What is required
Restate the material verbatim, every line included.
╔══
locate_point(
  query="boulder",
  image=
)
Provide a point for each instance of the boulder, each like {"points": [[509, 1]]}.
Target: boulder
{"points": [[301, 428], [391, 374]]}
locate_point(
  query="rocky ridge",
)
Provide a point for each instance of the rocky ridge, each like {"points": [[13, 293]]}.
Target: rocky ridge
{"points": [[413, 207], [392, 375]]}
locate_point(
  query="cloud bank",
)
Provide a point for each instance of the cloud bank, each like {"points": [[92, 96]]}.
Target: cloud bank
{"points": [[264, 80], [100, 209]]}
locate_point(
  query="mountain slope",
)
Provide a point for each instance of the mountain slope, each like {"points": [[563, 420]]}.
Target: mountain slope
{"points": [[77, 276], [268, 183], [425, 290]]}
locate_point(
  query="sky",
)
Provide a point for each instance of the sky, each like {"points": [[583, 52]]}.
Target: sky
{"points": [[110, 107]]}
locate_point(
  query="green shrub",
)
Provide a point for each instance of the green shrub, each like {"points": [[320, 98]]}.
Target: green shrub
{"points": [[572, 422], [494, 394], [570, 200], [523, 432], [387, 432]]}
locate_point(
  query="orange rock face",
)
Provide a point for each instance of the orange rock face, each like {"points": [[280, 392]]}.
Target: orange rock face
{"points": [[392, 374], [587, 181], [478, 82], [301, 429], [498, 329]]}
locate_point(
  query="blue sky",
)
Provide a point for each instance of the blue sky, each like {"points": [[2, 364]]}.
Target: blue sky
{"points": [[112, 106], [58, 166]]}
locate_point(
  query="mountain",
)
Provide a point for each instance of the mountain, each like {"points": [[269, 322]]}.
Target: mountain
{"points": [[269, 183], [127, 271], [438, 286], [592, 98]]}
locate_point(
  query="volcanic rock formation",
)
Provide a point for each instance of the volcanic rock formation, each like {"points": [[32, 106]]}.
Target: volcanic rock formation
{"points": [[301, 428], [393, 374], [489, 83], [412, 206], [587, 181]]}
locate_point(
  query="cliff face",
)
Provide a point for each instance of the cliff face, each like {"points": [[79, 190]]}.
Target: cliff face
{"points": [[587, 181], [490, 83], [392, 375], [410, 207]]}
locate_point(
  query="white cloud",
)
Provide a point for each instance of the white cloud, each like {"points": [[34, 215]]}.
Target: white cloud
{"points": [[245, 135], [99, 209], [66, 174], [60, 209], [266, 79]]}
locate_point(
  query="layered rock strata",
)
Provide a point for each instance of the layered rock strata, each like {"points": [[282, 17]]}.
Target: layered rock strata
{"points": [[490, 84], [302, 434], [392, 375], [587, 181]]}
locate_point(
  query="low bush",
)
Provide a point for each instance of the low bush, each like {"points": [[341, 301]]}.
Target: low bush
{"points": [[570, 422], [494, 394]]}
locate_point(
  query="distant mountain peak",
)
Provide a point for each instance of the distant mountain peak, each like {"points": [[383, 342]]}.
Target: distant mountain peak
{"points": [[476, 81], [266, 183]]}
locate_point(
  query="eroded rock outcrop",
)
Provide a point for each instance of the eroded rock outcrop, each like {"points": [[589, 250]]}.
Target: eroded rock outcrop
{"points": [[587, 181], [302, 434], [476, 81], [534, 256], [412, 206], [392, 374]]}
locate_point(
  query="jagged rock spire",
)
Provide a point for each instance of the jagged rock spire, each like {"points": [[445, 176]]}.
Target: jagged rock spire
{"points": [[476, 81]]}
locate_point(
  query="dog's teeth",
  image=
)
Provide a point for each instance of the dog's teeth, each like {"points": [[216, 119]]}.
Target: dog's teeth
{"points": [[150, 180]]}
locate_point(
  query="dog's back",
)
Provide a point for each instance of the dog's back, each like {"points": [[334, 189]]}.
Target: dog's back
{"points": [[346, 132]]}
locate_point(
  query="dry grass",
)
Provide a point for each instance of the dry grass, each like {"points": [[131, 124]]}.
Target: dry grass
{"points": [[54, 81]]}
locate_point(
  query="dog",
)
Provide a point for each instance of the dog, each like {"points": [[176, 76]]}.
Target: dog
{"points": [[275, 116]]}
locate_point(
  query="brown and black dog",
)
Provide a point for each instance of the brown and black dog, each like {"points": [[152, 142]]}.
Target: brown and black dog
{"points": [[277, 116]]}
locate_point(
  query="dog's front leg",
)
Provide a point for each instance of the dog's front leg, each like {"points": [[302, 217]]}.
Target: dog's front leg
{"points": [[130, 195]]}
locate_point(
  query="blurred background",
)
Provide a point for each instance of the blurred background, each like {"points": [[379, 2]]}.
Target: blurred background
╚══
Response to this exercise
locate_point(
  query="boulder",
  image=
)
Provide a point for each instance of the boulder, each like {"points": [[509, 1]]}.
Target: boulder
{"points": [[301, 428], [391, 374]]}
locate_point(
  query="rocky ridge",
)
Provide a point for each instance of the rocky ridge, each like {"points": [[13, 293]]}.
Target: rocky ridge
{"points": [[413, 207], [392, 375]]}
locate_point(
  query="cloud bank",
)
Provide a point for each instance of the cloud bank, each like {"points": [[92, 96]]}.
Target: cloud bank
{"points": [[264, 80], [100, 209]]}
locate_point(
  query="mountain slope",
)
Provide a point for each instance of the mountain slope, each like {"points": [[563, 420]]}.
Target: mountain slope
{"points": [[77, 276], [268, 183], [425, 290]]}
locate_point(
  query="sky",
)
Provide a point for each instance of the sky, each like {"points": [[583, 52]]}.
Target: sky
{"points": [[110, 107]]}
locate_point(
  query="green shrub",
)
Provide a point for each instance of the green shrub, each like {"points": [[320, 98]]}.
Target: green shrub
{"points": [[572, 422], [494, 394], [570, 200], [523, 432], [387, 432]]}
locate_point(
  query="orange rock face",
)
Provide a point for each instance of the orange rock face, each like {"points": [[280, 392]]}.
Target: orange rock face
{"points": [[392, 374], [587, 181], [478, 82], [301, 429], [498, 329]]}
locate_point(
  query="blue sky",
)
Provide a point for each instance of the blue sky, each like {"points": [[2, 364]]}.
Target: blue sky
{"points": [[112, 106], [58, 166]]}
locate_point(
  query="mountain",
)
Provide a point for each instance of the mountain, each like {"points": [[269, 322]]}.
Target: mountain
{"points": [[269, 183], [127, 271], [438, 286], [592, 98]]}
locate_point(
  query="volcanic rock formation",
)
Provide a point for each instance of the volcanic rock formation, each like {"points": [[32, 106]]}.
Target: volcanic rock formation
{"points": [[301, 428], [393, 374], [489, 83], [412, 206], [587, 181]]}
locate_point(
  query="cliff face",
)
Provide a point for each instance of the cliff face, each like {"points": [[79, 190]]}.
Target: cliff face
{"points": [[587, 181], [490, 83], [392, 375], [410, 207]]}
locate_point(
  query="white cloud",
)
Provide a point for each instance of the white cloud, each like {"points": [[34, 215]]}.
Target: white cloud
{"points": [[245, 135], [99, 209], [66, 174], [60, 209], [266, 79]]}
locate_point(
  query="layered rock strata",
)
Provide a point for each instance of the layered rock strata, each like {"points": [[282, 17]]}.
Target: layered rock strata
{"points": [[490, 84], [302, 434], [392, 375], [587, 181]]}
locate_point(
  query="low bush",
)
Provide a point for each instance of the low bush, each like {"points": [[341, 301]]}.
Target: low bush
{"points": [[570, 422], [494, 394]]}
locate_point(
  query="distant mountain peak",
)
Provide a point for each instance of the distant mountain peak, each like {"points": [[383, 342]]}.
Target: distant mountain peak
{"points": [[476, 81], [266, 183]]}
locate_point(
  query="eroded rock outcrop",
)
Provide a point for each instance of the eroded rock outcrop, each like {"points": [[589, 250]]}.
Target: eroded rock outcrop
{"points": [[587, 181], [302, 434], [476, 81], [534, 256], [412, 206], [392, 374]]}
locate_point(
  query="jagged rock spire",
)
Provide a point for each instance of the jagged rock spire, each like {"points": [[445, 176]]}.
Target: jagged rock spire
{"points": [[476, 81]]}
locate_point(
  query="dog's teeth",
  image=
)
Provide a point for each instance of the dog's teeth, each like {"points": [[216, 119]]}.
Target: dog's teeth
{"points": [[150, 180]]}
locate_point(
  query="dog's back",
)
Provide a point for each instance of the dog's back, each like {"points": [[334, 189]]}.
Target: dog's back
{"points": [[346, 132]]}
locate_point(
  query="dry grass",
)
Provide a point for each instance of the dry grass, each like {"points": [[131, 124]]}.
Target: dry grass
{"points": [[54, 81]]}
locate_point(
  query="dog",
)
Provide a point for each instance of the dog, each like {"points": [[176, 76]]}.
Target: dog
{"points": [[275, 116]]}
locate_point(
  query="brown and black dog",
)
Provide a point for each instance of the brown and black dog, each like {"points": [[152, 142]]}.
Target: brown and black dog
{"points": [[277, 116]]}
locate_point(
  query="dog's front leg",
)
Provide a point for each instance of the dog's front leg, each like {"points": [[302, 217]]}.
Target: dog's front leg
{"points": [[130, 195]]}
locate_point(
  query="blurred background",
)
Provide a point for each instance of the blurred background, each like {"points": [[379, 2]]}.
Target: blurred background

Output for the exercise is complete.